** ACTION ITEM **
Exactly as written, reproduce the lines from the one that contains "Where can you see the man's leg" through the end of the records.

** STORED DATA **
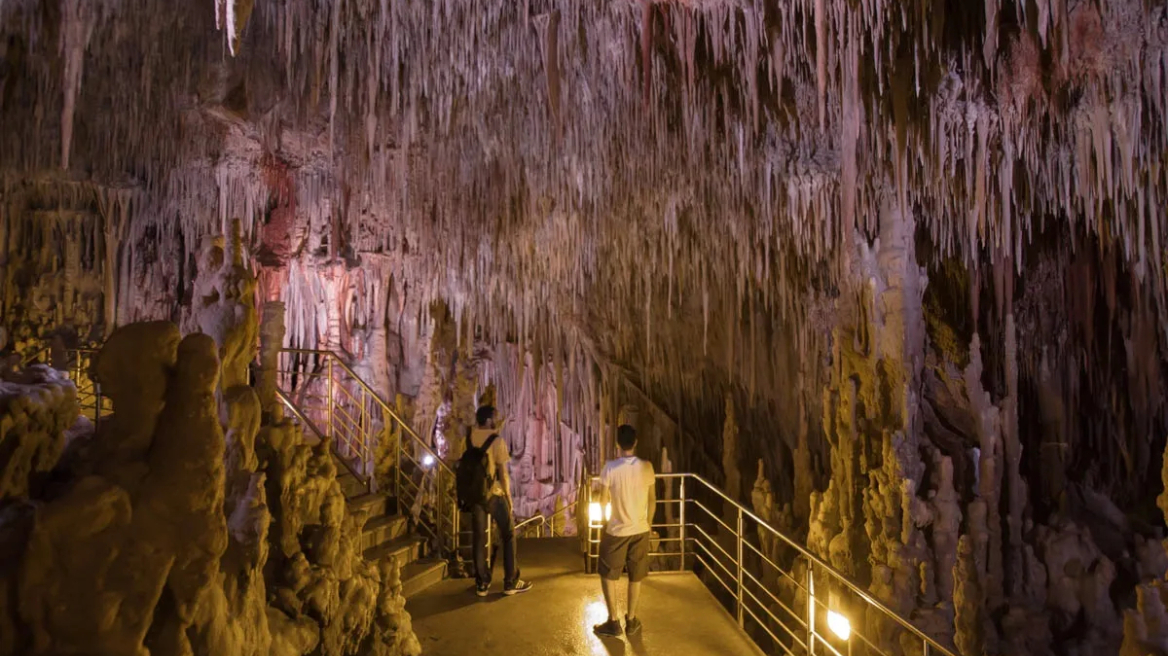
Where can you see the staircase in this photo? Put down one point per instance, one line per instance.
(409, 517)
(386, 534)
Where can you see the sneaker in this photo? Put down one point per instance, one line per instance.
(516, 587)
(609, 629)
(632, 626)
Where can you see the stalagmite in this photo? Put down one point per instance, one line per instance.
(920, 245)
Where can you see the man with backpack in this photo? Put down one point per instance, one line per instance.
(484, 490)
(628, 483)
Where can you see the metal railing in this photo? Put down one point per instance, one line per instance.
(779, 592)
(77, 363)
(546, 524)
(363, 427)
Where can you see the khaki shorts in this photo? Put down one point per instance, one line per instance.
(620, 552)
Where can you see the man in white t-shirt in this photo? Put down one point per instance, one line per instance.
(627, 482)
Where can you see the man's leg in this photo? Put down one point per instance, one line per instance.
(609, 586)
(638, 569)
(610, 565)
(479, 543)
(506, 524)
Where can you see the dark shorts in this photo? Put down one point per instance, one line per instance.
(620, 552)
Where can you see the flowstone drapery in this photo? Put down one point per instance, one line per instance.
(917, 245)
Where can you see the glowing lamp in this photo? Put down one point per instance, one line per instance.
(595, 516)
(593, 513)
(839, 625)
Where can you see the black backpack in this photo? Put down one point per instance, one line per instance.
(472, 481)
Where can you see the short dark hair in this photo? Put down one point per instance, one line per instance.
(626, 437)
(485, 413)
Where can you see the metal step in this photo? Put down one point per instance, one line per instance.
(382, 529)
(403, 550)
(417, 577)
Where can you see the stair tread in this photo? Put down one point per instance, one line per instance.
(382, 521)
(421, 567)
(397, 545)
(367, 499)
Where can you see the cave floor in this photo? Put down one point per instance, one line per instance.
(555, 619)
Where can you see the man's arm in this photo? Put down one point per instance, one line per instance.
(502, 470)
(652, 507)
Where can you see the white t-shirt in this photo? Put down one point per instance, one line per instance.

** OUTPUT OF THE EXERCISE **
Where can you see the man's leg in this photo? Put down one point per instance, one line per instance.
(609, 586)
(638, 569)
(610, 565)
(479, 543)
(506, 524)
Where can you see the dark shorts in this photo? Put down one point per instance, one line per instance.
(620, 552)
Where can you see the flowstone drapery in this photo? Put down one point per instance, one line per instance.
(917, 245)
Where can you see the glowing lamp in this photo? Put down one point per instance, one line per instance.
(595, 516)
(593, 513)
(839, 625)
Where can you see the black backpack in this photo? Put down one point per instance, one line per instance.
(472, 481)
Where can you see the short dark hair in this photo? Put down one point per instance, one line per instance.
(626, 437)
(485, 413)
Where can you see the metal step in this photo? Put down one point per instance, one line per instance.
(382, 529)
(403, 550)
(417, 577)
Where can you see the stair tread in this photo? Put down one point per instance, one line per instance.
(382, 521)
(421, 567)
(397, 545)
(367, 499)
Where can you see the cave floor in this photo? Put down one point per instance, one line per instance.
(555, 619)
Where can you see the man's arm in this photo? Put down one point per instance, one line per instance.
(502, 470)
(652, 507)
Where can you see the white t-shirt in this photo? Put down one point per instance, one line per instance.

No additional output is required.